On Sunday, I’ll be programming and, maybe, leading some sort of discussion in Brooklyn at UnionDocs about Alberto Cavalcanti’s Rien que les heures (1926), Joris Ivens’ Philips Radio (1931), and Michael Snow’s One second in Montreal (1969). I’m happy that I more or less managed to oppose my jobs as programmer and critic. As programmer, I put together three films from the Museum of Modern Art 16mm archive that I wanted to see and ostensibly have very little to do with each other, historically or generically: my programmer’s note on city symphonies defines exactly the sort of architectonic, gridded film these ambient, haiku-like movies are not. As critic, I’m stuck with three films whose only connections can be in the viewer’s eye, as Snow’s So Is This tells its audience, where they come in to give the thing some meaning. I like this sort of series: instead of a thesis, there can only be questions, so each movie becomes a way to contextualize, decontextualize, and interrogate the others. I’ve collected a montage of criticism about the movies below, and tried to allow them some self-interrogation too.
These pieces are meant as a framework for discussion, and just how much the films do or don’t have in common should start to focus even in the first quote (by Bela Balazs) alone. But as abstractions of abstractions they’re also occasionally contradictory, mostly questioning pieces on their own, and for anyone who can’t make the series, I hope they give some flavor of the appeal to watch these films together or apart. The Revue du Cinéma review of Philips Radio is an original translation of a contemporary response: its implicit argument for understanding against information, knowledge, and constructivism—that the viewer has to be alienated, abstracted from the mechanical process and inhabited spaces to see how manufactured is reality and how real is the manufacture—is one potential response to Tom Gunning’s posit, confronted in all these movies, that Philips Radio “opens up the dangerous gulf beneath the promise of the cinema, the power of cinematic illusion which rides within the search for visual knowledge.” “The frame by frame truth and the running together illusion,” Michael Snow says at the bottom here, but even One Second in Montreal questions both those terms. Like in Snow’s photo of the walking woman, a cardboard silhouette in a real city flattened into a photo’s grid, one comes with the other.

● **WORK TO BE COMPLETED**: Reproduce the film program passage word for word, from its first sentence to its last. The records that come next are separate material and are unrelated to the film program passage.

● **ENTRIES SUPPLIED**:
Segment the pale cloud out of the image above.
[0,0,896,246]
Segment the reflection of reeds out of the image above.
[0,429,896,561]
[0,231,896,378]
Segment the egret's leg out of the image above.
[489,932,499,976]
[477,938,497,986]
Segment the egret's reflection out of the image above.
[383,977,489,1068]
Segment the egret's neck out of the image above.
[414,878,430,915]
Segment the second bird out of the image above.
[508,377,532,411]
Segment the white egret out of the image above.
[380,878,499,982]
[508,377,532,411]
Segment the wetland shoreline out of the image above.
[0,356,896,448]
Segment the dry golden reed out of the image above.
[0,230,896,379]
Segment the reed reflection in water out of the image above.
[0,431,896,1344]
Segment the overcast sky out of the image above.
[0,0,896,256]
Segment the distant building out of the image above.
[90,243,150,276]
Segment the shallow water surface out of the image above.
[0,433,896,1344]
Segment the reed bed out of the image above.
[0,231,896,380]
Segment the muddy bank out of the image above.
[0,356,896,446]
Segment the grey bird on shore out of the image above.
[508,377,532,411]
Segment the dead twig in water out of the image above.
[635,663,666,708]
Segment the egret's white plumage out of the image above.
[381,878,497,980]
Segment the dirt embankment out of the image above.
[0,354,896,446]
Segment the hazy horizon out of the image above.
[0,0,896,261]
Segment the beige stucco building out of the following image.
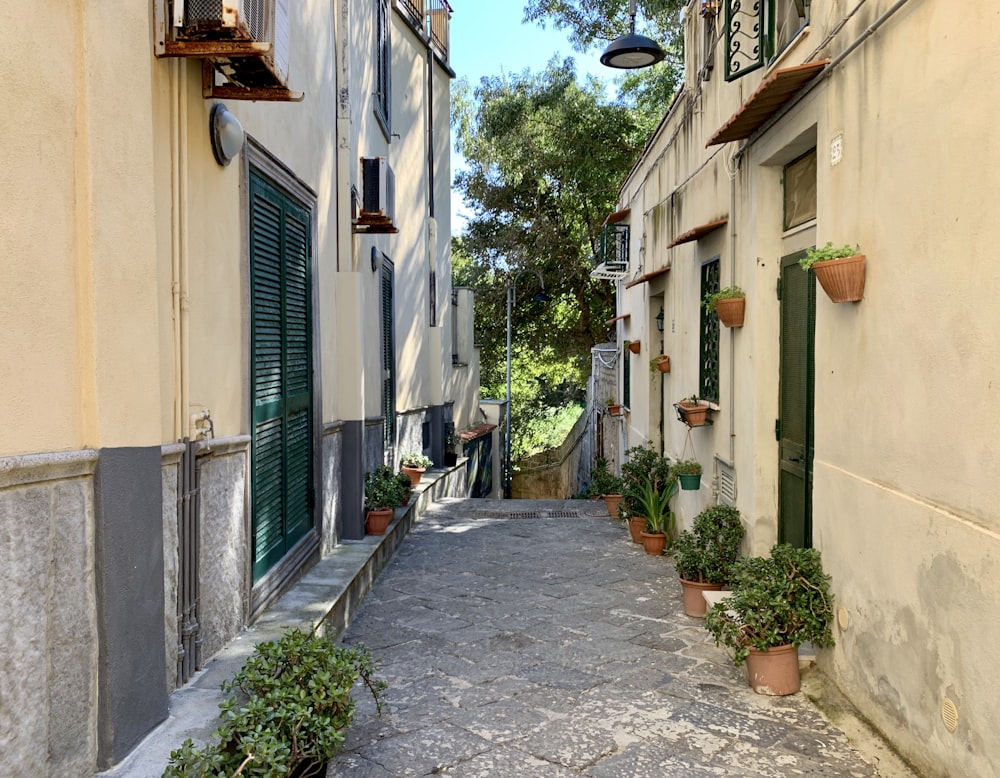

● **RESPONSE FOR THIS EXERCISE**:
On Sunday, I’ll be programming and, maybe, leading some sort of discussion in Brooklyn at UnionDocs about Alberto Cavalcanti’s Rien que les heures (1926), Joris Ivens’ Philips Radio (1931), and Michael Snow’s One second in Montreal (1969). I’m happy that I more or less managed to oppose my jobs as programmer and critic. As programmer, I put together three films from the Museum of Modern Art 16mm archive that I wanted to see and ostensibly have very little to do with each other, historically or generically: my programmer’s note on city symphonies defines exactly the sort of architectonic, gridded film these ambient, haiku-like movies are not. As critic, I’m stuck with three films whose only connections can be in the viewer’s eye, as Snow’s So Is This tells its audience, where they come in to give the thing some meaning. I like this sort of series: instead of a thesis, there can only be questions, so each movie becomes a way to contextualize, decontextualize, and interrogate the others. I’ve collected a montage of criticism about the movies below, and tried to allow them some self-interrogation too.
These pieces are meant as a framework for discussion, and just how much the films do or don’t have in common should start to focus even in the first quote (by Bela Balazs) alone. But as abstractions of abstractions they’re also occasionally contradictory, mostly questioning pieces on their own, and for anyone who can’t make the series, I hope they give some flavor of the appeal to watch these films together or apart. The Revue du Cinéma review of Philips Radio is an original translation of a contemporary response: its implicit argument for understanding against information, knowledge, and constructivism—that the viewer has to be alienated, abstracted from the mechanical process and inhabited spaces to see how manufactured is reality and how real is the manufacture—is one potential response to Tom Gunning’s posit, confronted in all these movies, that Philips Radio “opens up the dangerous gulf beneath the promise of the cinema, the power of cinematic illusion which rides within the search for visual knowledge.” “The frame by frame truth and the running together illusion,” Michael Snow says at the bottom here, but even One Second in Montreal questions both those terms. Like in Snow’s photo of the walking woman, a cardboard silhouette in a real city flattened into a photo’s grid, one comes with the other.